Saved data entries

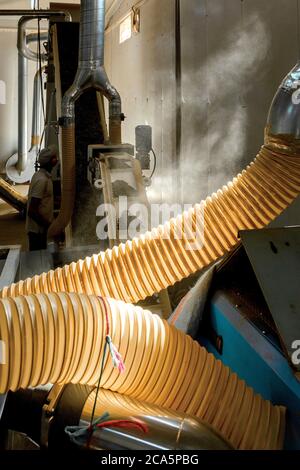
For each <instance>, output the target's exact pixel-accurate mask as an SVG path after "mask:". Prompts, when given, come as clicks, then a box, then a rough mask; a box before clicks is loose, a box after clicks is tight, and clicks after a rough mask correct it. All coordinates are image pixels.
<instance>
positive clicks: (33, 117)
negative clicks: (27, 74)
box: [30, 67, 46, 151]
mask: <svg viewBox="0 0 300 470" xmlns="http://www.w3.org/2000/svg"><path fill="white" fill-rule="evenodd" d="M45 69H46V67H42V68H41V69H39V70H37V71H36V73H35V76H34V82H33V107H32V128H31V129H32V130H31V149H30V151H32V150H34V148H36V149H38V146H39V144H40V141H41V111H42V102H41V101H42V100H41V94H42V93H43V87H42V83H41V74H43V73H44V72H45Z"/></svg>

## TO DO
Print every entry exactly as written, without the pictures.

## SOLUTION
For each <instance>, output the target's exact pixel-accurate mask as an SVG path after "mask:". Prompts, when given, come as clicks, then a box, then a rough mask; a box before clicks is loose, a box after clicks is tight, and clicks after a rough mask correct it. All coordinates are image pixels.
<instance>
positive clicks: (33, 117)
negative clicks: (27, 74)
box: [30, 67, 46, 151]
mask: <svg viewBox="0 0 300 470" xmlns="http://www.w3.org/2000/svg"><path fill="white" fill-rule="evenodd" d="M45 69H46V67H42V68H41V69H39V70H37V71H36V73H35V76H34V82H33V107H32V128H31V129H32V130H31V149H30V151H32V150H34V148H36V149H38V146H39V144H40V141H41V111H42V102H41V101H42V100H41V94H42V93H43V87H42V83H41V74H43V73H44V72H45Z"/></svg>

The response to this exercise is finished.